WHAT THE TASK REQUIRES
Repeat every line of the records below word for word, leaving out the pictures.

(A series of records)
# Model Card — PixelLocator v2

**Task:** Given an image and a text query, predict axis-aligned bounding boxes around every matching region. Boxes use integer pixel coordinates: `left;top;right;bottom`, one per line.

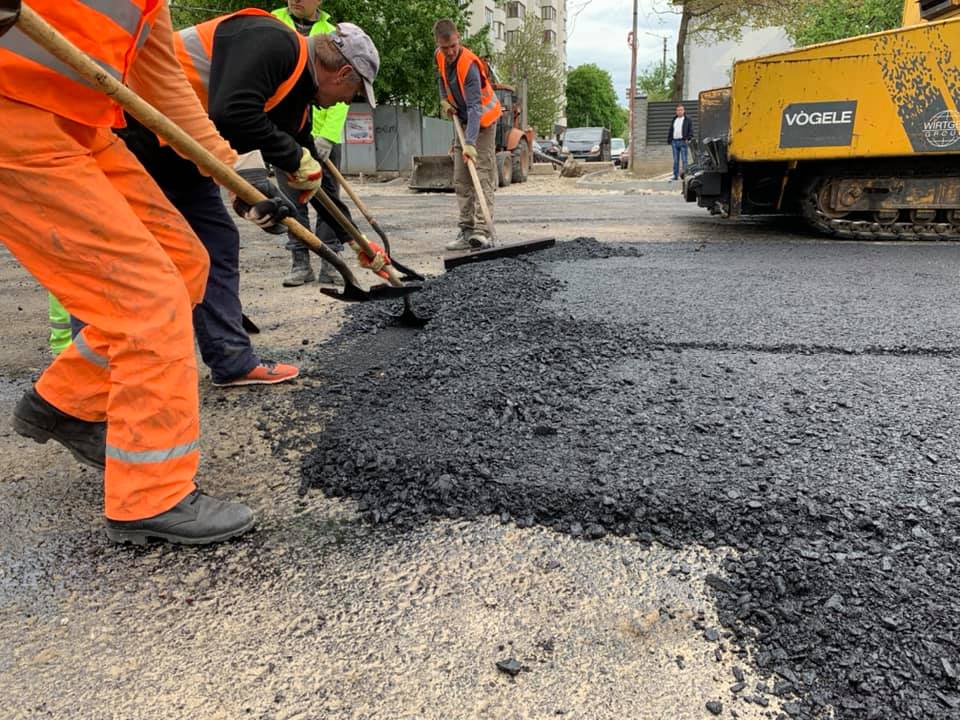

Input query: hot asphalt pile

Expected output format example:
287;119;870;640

RESULT FOR THIS TASK
# Model Card — PixelLocator v2

**Task:** Given an image and a text query, predict axis-aligned bounding boxes around every matching region. Boxes use integer pixel coordinates: `left;top;right;bottom`, one per line.


Input query: hot asphalt pile

Expected output format example:
287;119;870;640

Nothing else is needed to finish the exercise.